--- START ---
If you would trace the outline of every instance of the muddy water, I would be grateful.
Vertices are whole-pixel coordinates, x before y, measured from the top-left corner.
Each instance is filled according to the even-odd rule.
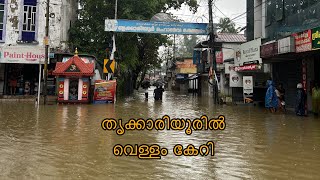
[[[151,93],[151,91],[150,91]],[[149,94],[150,95],[150,94]],[[101,129],[102,119],[226,116],[224,131]],[[214,141],[215,156],[177,157],[173,146]],[[116,144],[159,144],[160,160],[115,157]],[[219,106],[210,98],[143,93],[108,105],[0,104],[0,179],[317,179],[320,119],[271,115],[257,107]]]

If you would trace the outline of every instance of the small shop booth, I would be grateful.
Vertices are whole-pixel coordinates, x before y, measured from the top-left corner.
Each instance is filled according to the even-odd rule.
[[[53,71],[58,103],[89,103],[90,79],[94,74],[94,63],[82,60],[77,51],[68,61],[58,62]]]

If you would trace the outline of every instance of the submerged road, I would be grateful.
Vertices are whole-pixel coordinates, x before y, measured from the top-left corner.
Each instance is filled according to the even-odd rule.
[[[150,90],[149,97],[152,96]],[[105,118],[225,116],[223,131],[104,131]],[[215,143],[214,156],[175,156],[176,144]],[[116,144],[158,144],[161,159],[116,157]],[[211,98],[143,92],[105,105],[0,103],[0,179],[317,179],[320,118],[217,106]]]

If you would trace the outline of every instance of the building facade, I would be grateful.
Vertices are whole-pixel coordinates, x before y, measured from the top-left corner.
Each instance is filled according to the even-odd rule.
[[[302,83],[311,110],[312,88],[320,80],[320,2],[317,0],[247,0],[248,40],[261,38],[261,58],[272,79],[286,89],[286,104],[295,106]]]
[[[68,49],[77,1],[50,1],[48,38],[46,7],[46,0],[0,0],[0,95],[34,93],[32,83],[38,79],[39,64],[44,63],[45,42],[51,55]],[[26,82],[33,87],[24,88]]]

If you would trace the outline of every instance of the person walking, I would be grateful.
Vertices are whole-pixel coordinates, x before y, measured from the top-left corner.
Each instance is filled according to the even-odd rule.
[[[279,107],[286,112],[286,103],[285,103],[285,98],[284,98],[284,94],[285,94],[285,89],[283,88],[283,85],[280,83],[276,89],[276,94],[278,97],[278,104]]]
[[[276,95],[276,88],[274,87],[273,81],[267,81],[268,89],[265,96],[265,107],[274,113],[278,108],[278,97]]]
[[[305,116],[305,101],[306,93],[304,92],[303,86],[301,83],[297,84],[297,97],[296,97],[296,115]]]
[[[164,89],[161,86],[157,86],[157,88],[153,91],[154,100],[162,100]]]
[[[319,115],[320,112],[319,82],[316,82],[314,88],[312,88],[312,112],[314,113],[314,115]]]
[[[144,89],[144,96],[146,99],[148,99],[148,88],[150,87],[150,81],[148,81],[147,79],[144,79],[142,84],[141,84],[141,87],[142,89]]]

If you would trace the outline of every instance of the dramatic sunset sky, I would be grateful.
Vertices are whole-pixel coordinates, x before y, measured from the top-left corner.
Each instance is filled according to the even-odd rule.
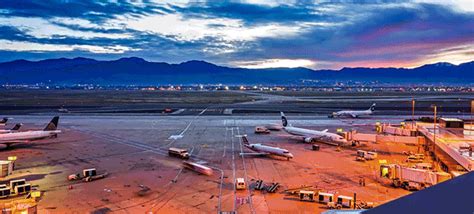
[[[356,2],[1,0],[0,62],[136,56],[338,69],[474,60],[474,0]]]

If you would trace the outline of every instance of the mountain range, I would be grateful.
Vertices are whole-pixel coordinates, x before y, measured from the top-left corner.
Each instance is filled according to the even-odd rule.
[[[307,81],[312,80],[312,81]],[[316,81],[317,80],[317,81]],[[246,69],[218,66],[205,61],[180,64],[149,62],[130,57],[112,61],[59,58],[41,61],[15,60],[0,63],[0,83],[10,84],[262,84],[292,85],[318,81],[358,81],[393,84],[472,84],[474,61],[453,65],[427,64],[407,68],[308,68]]]

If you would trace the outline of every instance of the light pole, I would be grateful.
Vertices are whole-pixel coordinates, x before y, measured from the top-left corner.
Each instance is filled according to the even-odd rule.
[[[434,118],[433,118],[433,155],[435,156],[435,161],[436,164],[438,163],[438,156],[436,156],[436,114],[438,112],[438,108],[436,105],[432,105],[433,107],[433,113],[434,113]]]
[[[474,100],[471,100],[471,126],[469,127],[469,134],[472,135],[472,132],[474,131],[474,120],[472,119],[472,115],[474,114]]]
[[[411,99],[411,122],[412,128],[415,126],[415,98]]]

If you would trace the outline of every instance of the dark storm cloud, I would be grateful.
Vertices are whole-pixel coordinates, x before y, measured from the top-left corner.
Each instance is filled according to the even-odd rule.
[[[275,7],[236,2],[193,3],[186,7],[173,8],[186,17],[231,18],[243,20],[246,25],[260,25],[268,22],[291,23],[310,21],[343,21],[344,18],[334,14],[324,14],[317,5],[298,4],[278,5]],[[322,7],[322,6],[321,6]]]
[[[137,6],[128,1],[88,1],[88,0],[2,0],[0,9],[10,16],[22,17],[71,17],[100,22],[115,15],[146,15],[159,13],[168,9],[145,1]]]
[[[314,27],[287,38],[258,41],[260,53],[235,53],[242,59],[305,58],[316,61],[383,61],[423,57],[456,44],[474,43],[474,15],[447,7],[345,6],[348,23]]]
[[[474,14],[460,12],[446,5],[406,1],[357,1],[356,4],[352,1],[319,4],[297,1],[294,4],[276,5],[239,1],[189,4],[136,2],[138,1],[0,1],[0,18],[41,18],[75,32],[129,35],[115,39],[82,38],[53,32],[49,37],[37,38],[29,33],[28,28],[0,23],[0,40],[99,47],[120,45],[133,49],[120,55],[74,50],[44,53],[1,51],[0,56],[4,57],[3,61],[61,55],[93,58],[138,56],[170,62],[204,59],[224,65],[232,65],[234,61],[279,58],[309,59],[317,62],[316,67],[323,63],[330,67],[343,67],[345,63],[352,65],[350,63],[374,62],[376,65],[379,62],[413,61],[443,50],[454,52],[456,48],[457,51],[469,52],[466,47],[457,46],[474,45]],[[229,39],[214,32],[192,40],[183,39],[180,35],[131,29],[127,26],[128,19],[139,20],[160,14],[179,15],[183,21],[224,20],[222,23],[210,22],[204,25],[212,30],[225,31],[229,27],[225,20],[238,20],[241,29],[277,26],[267,34],[251,39]],[[118,17],[126,17],[121,20],[123,26],[102,26],[109,21],[116,21]],[[88,20],[95,25],[64,22],[64,18]],[[180,27],[172,26],[173,23],[168,26],[155,25],[157,29]],[[298,30],[288,35],[277,34],[282,27],[297,27]],[[239,33],[241,32],[237,31],[236,34]]]

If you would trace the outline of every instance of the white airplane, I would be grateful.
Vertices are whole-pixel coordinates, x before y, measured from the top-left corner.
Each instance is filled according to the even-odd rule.
[[[10,133],[10,132],[15,132],[18,131],[23,124],[17,123],[13,128],[11,129],[0,129],[0,134],[5,134],[5,133]]]
[[[327,129],[323,131],[311,130],[311,129],[304,129],[304,128],[297,128],[293,127],[291,124],[288,124],[288,120],[283,112],[281,114],[281,121],[283,124],[283,130],[285,130],[288,134],[301,136],[304,142],[306,143],[314,143],[314,142],[322,142],[336,146],[342,146],[348,144],[347,140],[344,139],[342,136],[328,132]]]
[[[344,110],[344,111],[338,111],[338,112],[333,112],[330,114],[328,117],[333,118],[333,117],[352,117],[352,118],[357,118],[362,115],[371,115],[375,111],[375,103],[370,106],[369,109],[367,110]]]
[[[8,117],[4,117],[2,120],[0,120],[0,126],[5,126],[7,125]]]
[[[245,135],[241,136],[242,141],[244,142],[244,146],[249,148],[250,150],[257,152],[257,153],[240,153],[240,155],[275,155],[275,156],[281,156],[285,157],[288,160],[293,158],[293,154],[291,154],[288,150],[278,148],[278,147],[272,147],[272,146],[267,146],[263,144],[250,144],[249,141],[247,140],[247,137]]]
[[[9,147],[15,143],[28,143],[35,140],[57,137],[61,130],[57,130],[59,116],[54,117],[43,130],[11,132],[0,134],[0,144]]]

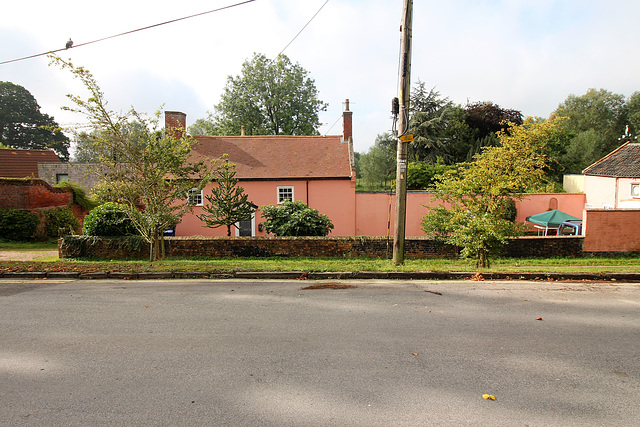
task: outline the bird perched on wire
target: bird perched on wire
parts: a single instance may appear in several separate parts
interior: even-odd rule
[[[65,49],[69,49],[73,47],[73,40],[69,39],[67,44],[64,46]]]

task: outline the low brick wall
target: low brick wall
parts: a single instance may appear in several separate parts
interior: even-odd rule
[[[582,257],[583,236],[526,236],[509,240],[500,253],[511,258]]]
[[[74,237],[69,237],[73,239]],[[76,237],[77,238],[77,237]],[[149,249],[126,248],[119,239],[93,239],[93,244],[62,245],[61,258],[95,257],[109,259],[147,258]],[[60,241],[61,243],[62,241]],[[580,257],[582,237],[523,237],[513,239],[502,256]],[[390,258],[393,240],[386,237],[169,237],[165,241],[168,257],[370,257]],[[405,240],[407,259],[455,257],[455,247],[428,238]]]

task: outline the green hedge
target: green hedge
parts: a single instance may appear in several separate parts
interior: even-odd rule
[[[68,207],[58,207],[44,211],[47,237],[60,237],[80,231],[80,221]]]
[[[0,209],[0,238],[29,241],[36,237],[38,214],[20,209]]]

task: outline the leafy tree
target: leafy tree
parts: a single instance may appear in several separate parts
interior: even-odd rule
[[[409,162],[407,190],[433,190],[440,175],[454,167],[445,165],[442,159],[438,159],[436,163]]]
[[[570,139],[558,153],[567,173],[580,173],[613,151],[621,144],[618,138],[627,125],[624,96],[604,89],[569,95],[555,114],[568,117],[563,126]]]
[[[231,227],[236,227],[236,223],[250,220],[256,209],[235,176],[236,165],[225,159],[214,175],[217,185],[211,195],[205,196],[209,204],[203,206],[204,213],[197,215],[207,227],[226,226],[227,236],[231,236]]]
[[[40,106],[24,87],[0,81],[0,143],[11,148],[52,149],[69,160],[69,138],[53,117],[40,112]]]
[[[489,253],[522,231],[513,218],[513,199],[546,183],[547,142],[559,131],[559,118],[527,120],[500,132],[500,146],[487,147],[467,166],[444,173],[422,220],[430,236],[459,246],[463,256],[474,256],[486,267]]]
[[[396,171],[396,139],[389,133],[378,135],[369,151],[360,155],[359,168],[362,188],[389,189]]]
[[[508,132],[509,126],[522,124],[520,111],[501,108],[491,101],[467,104],[465,110],[465,121],[475,130],[475,138],[478,140],[495,136],[497,132]]]
[[[418,81],[411,91],[409,133],[409,158],[418,162],[434,163],[447,155],[445,133],[452,103],[441,98],[435,89],[427,91],[424,82]]]
[[[151,260],[164,256],[163,231],[171,228],[193,209],[188,191],[201,190],[211,179],[211,164],[190,159],[194,141],[183,129],[159,131],[160,112],[148,117],[131,109],[115,113],[93,75],[82,67],[52,57],[68,69],[90,92],[88,99],[69,95],[75,104],[68,108],[84,114],[94,129],[100,162],[105,166],[104,182],[97,188],[104,201],[119,202],[140,235],[149,244]]]
[[[198,120],[196,132],[239,135],[317,135],[318,113],[327,104],[318,99],[315,81],[286,55],[270,60],[254,53],[238,76],[227,84],[215,114]]]
[[[265,230],[276,236],[326,236],[333,230],[328,216],[299,200],[262,206],[261,210]]]
[[[627,102],[627,120],[632,135],[640,134],[640,92],[634,92]]]

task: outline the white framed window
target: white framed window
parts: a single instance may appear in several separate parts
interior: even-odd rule
[[[63,181],[69,181],[69,174],[67,173],[57,173],[56,174],[56,184],[59,184]]]
[[[187,204],[189,206],[202,206],[202,190],[192,188],[187,193]]]
[[[640,198],[640,184],[631,184],[631,197]]]
[[[293,187],[292,186],[278,186],[278,204],[284,203],[287,200],[293,202]]]

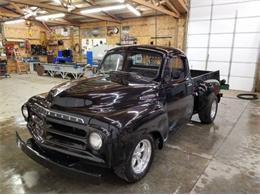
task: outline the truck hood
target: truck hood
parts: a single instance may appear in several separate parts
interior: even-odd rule
[[[94,77],[54,87],[47,100],[51,108],[78,114],[120,112],[152,102],[158,97],[157,83],[129,73],[114,72],[108,78]]]

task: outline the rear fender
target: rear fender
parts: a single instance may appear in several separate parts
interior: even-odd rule
[[[220,102],[222,94],[219,92],[220,92],[220,83],[216,79],[209,79],[200,83],[200,85],[197,87],[195,91],[193,113],[194,114],[198,113],[207,105],[207,97],[211,93],[214,93],[218,98],[218,102]]]
[[[204,83],[207,85],[208,88],[208,94],[211,92],[214,92],[216,96],[218,96],[220,92],[220,82],[216,79],[210,79],[204,81]]]

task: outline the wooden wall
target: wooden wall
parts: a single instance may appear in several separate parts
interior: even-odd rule
[[[30,29],[25,24],[4,24],[3,32],[6,39],[11,40],[29,40],[30,44],[40,44],[40,33],[46,31],[42,26],[33,25]],[[19,48],[18,42],[13,42],[15,48]],[[25,49],[19,48],[22,56],[27,56]]]
[[[25,24],[4,24],[5,38],[29,39],[32,43],[39,43],[41,31],[46,31],[40,25],[27,27]],[[30,34],[31,33],[31,34]]]
[[[156,40],[152,37],[171,37],[158,38],[157,45],[172,46],[183,49],[185,37],[185,19],[176,19],[171,16],[157,16],[145,17],[138,19],[123,20],[122,24],[112,22],[95,22],[85,23],[81,25],[82,31],[84,29],[99,28],[100,36],[98,38],[106,38],[108,44],[120,43],[120,33],[112,36],[107,36],[106,28],[108,26],[117,26],[123,29],[129,26],[129,35],[137,38],[137,44],[150,44],[151,41],[156,44]],[[105,37],[104,37],[105,36]],[[82,35],[82,38],[90,38]],[[93,38],[93,37],[91,37]]]
[[[49,40],[51,37],[50,32],[40,24],[33,23],[33,26],[29,29],[28,26],[25,24],[4,24],[4,36],[6,39],[11,40],[28,40],[30,44],[41,44],[41,32],[46,33],[46,39]],[[79,43],[79,36],[73,36],[73,39],[71,36],[58,36],[58,39],[63,40],[64,45],[62,46],[48,46],[48,51],[53,51],[55,54],[57,54],[58,50],[63,49],[73,49],[74,45],[76,43]],[[30,54],[25,53],[24,48],[19,47],[18,42],[13,42],[15,45],[15,48],[19,49],[19,52],[22,56],[30,56]]]

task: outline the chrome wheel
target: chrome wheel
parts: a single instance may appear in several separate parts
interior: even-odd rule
--- END ---
* Work instructions: What the answer needs is every line from the data above with "task" in it.

* Solution:
task: outline the bird perched on wire
task: outline the low brick wall
task: outline the green hedge
task: outline the leafy tree
task: outline the white framed window
task: outline the truck hood
task: outline the rear fender
task: outline the wooden wall
task: outline the chrome wheel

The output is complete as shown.